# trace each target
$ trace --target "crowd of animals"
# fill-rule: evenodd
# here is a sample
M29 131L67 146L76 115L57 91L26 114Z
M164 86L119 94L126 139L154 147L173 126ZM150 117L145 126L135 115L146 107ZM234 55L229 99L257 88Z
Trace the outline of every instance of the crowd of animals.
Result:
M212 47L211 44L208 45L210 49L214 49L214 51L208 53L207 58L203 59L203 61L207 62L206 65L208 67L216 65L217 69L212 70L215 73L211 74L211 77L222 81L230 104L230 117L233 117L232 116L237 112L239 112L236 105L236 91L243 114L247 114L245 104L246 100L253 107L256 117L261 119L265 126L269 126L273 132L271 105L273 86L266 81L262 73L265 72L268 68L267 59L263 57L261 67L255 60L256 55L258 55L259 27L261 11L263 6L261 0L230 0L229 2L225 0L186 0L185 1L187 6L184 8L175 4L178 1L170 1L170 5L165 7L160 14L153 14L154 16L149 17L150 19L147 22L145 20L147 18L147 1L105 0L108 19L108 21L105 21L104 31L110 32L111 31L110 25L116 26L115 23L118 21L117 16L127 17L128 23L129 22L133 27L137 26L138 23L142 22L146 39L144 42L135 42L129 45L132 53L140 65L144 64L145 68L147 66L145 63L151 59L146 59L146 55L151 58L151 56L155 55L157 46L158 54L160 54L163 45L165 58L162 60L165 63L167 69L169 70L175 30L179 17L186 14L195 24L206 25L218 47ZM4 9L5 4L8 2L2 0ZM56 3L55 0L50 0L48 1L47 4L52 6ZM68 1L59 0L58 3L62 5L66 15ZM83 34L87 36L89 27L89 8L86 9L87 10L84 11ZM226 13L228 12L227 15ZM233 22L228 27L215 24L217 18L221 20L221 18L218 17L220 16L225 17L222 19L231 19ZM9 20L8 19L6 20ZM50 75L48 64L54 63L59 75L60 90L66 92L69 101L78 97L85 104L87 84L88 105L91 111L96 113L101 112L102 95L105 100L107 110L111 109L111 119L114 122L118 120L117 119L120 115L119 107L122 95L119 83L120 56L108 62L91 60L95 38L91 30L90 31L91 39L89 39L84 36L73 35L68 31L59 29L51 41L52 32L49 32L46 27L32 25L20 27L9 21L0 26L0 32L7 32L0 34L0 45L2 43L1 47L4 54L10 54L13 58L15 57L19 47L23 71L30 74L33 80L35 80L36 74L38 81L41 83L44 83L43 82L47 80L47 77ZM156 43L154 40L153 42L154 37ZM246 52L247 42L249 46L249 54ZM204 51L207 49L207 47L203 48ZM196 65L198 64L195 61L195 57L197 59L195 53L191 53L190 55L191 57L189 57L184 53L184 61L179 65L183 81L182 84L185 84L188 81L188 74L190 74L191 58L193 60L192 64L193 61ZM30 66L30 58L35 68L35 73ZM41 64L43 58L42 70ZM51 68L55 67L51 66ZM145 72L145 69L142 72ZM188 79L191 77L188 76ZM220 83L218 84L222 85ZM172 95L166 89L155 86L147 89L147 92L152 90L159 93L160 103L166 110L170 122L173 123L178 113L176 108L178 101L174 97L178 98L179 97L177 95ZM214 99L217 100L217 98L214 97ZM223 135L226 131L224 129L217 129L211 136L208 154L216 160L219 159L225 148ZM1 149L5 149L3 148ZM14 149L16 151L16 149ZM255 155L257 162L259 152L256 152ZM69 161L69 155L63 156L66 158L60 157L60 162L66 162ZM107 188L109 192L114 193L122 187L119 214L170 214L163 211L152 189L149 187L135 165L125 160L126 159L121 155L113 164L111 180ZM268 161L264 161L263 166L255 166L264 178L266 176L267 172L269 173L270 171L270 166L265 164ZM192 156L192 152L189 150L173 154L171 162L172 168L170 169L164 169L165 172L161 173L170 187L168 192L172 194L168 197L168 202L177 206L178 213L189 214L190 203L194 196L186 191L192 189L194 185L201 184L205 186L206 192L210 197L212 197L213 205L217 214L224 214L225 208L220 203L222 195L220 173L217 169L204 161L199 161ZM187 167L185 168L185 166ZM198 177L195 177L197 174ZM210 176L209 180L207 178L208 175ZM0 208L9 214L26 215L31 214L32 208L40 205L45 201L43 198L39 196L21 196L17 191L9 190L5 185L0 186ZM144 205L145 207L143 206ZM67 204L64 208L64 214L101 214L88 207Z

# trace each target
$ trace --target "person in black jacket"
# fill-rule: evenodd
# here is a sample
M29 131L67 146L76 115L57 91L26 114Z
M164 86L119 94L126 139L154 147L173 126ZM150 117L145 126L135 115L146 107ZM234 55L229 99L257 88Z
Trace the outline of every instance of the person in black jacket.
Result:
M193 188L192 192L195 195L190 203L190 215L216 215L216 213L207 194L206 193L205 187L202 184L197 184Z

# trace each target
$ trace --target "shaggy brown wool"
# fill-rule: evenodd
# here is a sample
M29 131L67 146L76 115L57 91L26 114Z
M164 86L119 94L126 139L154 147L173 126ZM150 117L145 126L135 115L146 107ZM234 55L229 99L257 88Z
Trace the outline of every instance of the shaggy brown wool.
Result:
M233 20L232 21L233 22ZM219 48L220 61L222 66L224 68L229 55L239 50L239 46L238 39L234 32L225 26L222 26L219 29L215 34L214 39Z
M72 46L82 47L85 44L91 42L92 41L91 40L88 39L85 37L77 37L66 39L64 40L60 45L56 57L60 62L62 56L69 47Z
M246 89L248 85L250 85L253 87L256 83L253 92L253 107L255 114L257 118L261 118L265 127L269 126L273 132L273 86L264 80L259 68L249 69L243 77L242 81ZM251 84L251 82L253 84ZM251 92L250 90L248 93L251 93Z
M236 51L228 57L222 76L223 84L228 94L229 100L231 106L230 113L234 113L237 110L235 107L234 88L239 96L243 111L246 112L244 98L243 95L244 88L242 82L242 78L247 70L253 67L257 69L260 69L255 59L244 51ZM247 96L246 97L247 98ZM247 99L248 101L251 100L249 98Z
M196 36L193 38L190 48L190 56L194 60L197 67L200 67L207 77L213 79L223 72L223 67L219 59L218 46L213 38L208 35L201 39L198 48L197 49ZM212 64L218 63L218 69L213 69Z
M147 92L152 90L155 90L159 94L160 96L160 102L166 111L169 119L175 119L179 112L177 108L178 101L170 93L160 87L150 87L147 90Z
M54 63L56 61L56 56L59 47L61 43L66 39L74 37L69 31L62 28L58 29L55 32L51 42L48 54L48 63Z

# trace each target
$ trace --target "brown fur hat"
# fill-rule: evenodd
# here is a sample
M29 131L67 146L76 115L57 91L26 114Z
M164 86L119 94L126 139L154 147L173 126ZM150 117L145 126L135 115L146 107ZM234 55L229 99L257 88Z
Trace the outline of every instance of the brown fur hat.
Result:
= = = = = = =
■ Task to complete ■
Gather every line in the listing above that contains the word "brown", treating uppercase and lowercase as different.

■ Correct result ■
$ trace --target "shaggy brown wool"
Trace the outline of every instance of the shaggy brown wool.
$ trace --target "brown fur hat"
Trace the outline of every instance of the brown fur hat.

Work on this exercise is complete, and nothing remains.